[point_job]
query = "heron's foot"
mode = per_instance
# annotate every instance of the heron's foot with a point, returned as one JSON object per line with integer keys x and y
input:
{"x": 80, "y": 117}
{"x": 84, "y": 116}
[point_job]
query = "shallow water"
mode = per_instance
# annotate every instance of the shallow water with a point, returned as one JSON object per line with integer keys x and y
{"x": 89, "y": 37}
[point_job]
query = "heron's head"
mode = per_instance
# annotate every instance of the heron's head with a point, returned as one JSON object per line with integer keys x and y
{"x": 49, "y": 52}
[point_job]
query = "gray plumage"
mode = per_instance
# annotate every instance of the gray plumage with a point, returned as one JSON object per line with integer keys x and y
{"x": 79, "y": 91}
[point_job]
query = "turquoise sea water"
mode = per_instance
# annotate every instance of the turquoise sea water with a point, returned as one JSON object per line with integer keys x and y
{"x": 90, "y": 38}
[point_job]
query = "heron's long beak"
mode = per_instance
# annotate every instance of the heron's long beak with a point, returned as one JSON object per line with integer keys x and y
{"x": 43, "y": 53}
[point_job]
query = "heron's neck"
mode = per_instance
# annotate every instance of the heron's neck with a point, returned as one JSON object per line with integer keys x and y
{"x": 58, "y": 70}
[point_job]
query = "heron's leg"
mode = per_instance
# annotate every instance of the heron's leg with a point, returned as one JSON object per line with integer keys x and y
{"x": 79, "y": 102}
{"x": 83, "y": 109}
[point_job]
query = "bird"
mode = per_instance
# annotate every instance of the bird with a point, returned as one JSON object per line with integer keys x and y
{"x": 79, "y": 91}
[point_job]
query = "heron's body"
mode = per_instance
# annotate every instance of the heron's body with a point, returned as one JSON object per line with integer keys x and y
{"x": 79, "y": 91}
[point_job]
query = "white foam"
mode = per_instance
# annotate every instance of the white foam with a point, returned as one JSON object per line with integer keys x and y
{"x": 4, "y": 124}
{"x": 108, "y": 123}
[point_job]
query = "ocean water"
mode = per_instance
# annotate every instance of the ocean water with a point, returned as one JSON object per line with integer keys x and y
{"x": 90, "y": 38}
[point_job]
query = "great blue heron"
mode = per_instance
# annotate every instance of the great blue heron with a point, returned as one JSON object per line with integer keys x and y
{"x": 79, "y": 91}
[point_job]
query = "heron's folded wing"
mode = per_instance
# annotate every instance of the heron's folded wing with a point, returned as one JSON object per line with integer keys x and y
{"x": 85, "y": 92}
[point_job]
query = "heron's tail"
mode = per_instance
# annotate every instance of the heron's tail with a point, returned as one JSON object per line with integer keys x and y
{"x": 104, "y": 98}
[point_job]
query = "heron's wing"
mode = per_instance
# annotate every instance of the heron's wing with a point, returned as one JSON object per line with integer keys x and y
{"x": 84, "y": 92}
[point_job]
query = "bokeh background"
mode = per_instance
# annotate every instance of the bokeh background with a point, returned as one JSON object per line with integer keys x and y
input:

++++++

◆ WHAT TO WORK ON
Copy the material above back out, exactly as written.

◆ RESULT OF THE TASK
[point_job]
query = "heron's foot"
mode = per_instance
# annotate every instance of the heron's foot with a point, returned as one JSON object per line with integer keys x and y
input:
{"x": 80, "y": 117}
{"x": 84, "y": 116}
[point_job]
query = "shallow water"
mode = per_instance
# annotate every instance of the shallow water with a point, returned as one JSON object per line with integer keys x and y
{"x": 89, "y": 37}
[point_job]
query = "heron's head"
mode = per_instance
# annotate every instance of the heron's head with a point, returned as one JSON object per line with integer keys x and y
{"x": 49, "y": 52}
[point_job]
query = "gray plumage"
mode = per_instance
# annotate every instance of the gray plumage with a point, returned as one JSON object per line with integer keys x and y
{"x": 79, "y": 91}
[point_job]
query = "turquoise sea water"
mode = per_instance
# annotate every instance of the turquoise sea water with a point, returned as one JSON object per line with integer keys x and y
{"x": 90, "y": 38}
[point_job]
query = "heron's long beak"
mode = per_instance
# annotate every instance of the heron's long beak with a point, returned as one JSON object per line with integer keys x and y
{"x": 43, "y": 53}
[point_job]
query = "heron's neck"
mode = per_instance
# annotate every instance of the heron's neck with a point, returned as one JSON object per line with integer keys x and y
{"x": 58, "y": 70}
[point_job]
query = "heron's leg"
mode = per_instance
# annotate every instance of the heron's leg with a point, returned as one JSON object per line with integer keys x and y
{"x": 79, "y": 102}
{"x": 83, "y": 109}
[point_job]
query = "bird"
mode = per_instance
# annotate every instance of the bird with a point, returned as one JSON object per line with integer keys x and y
{"x": 79, "y": 91}
[point_job]
query = "heron's body"
mode = per_instance
# annotate every instance of the heron's body with a point, returned as one JSON object per line with integer keys x and y
{"x": 79, "y": 91}
[point_job]
query = "white foam"
mode = per_instance
# annotate every instance of the white foam with a point, returned as one JSON object per line with integer keys x and y
{"x": 4, "y": 124}
{"x": 108, "y": 123}
[point_job]
query = "ocean water"
mode = per_instance
# annotate every instance of the ocean water with a point, returned as one JSON object per line with integer keys x and y
{"x": 90, "y": 38}
[point_job]
query = "great blue heron"
mode = per_instance
# annotate every instance of the great blue heron with a point, returned as one JSON object per line with integer keys x and y
{"x": 79, "y": 91}
[point_job]
query = "heron's folded wing"
mode = per_instance
# annotate every instance of the heron's folded wing with a point, returned as one JSON object per line with integer keys x and y
{"x": 85, "y": 92}
[point_job]
query = "heron's tail"
mode = per_instance
# annotate every instance of the heron's tail with a point, returned as one JSON object per line with integer keys x and y
{"x": 104, "y": 98}
[point_job]
query = "heron's wing"
mode = per_instance
# annotate every instance of the heron's wing with a point, returned as one JSON object per line with integer keys x and y
{"x": 84, "y": 92}
[point_job]
query = "bokeh background"
mode = per_instance
# annotate every instance of the bokeh background with a point, returned as one JSON object per line with integer keys x and y
input:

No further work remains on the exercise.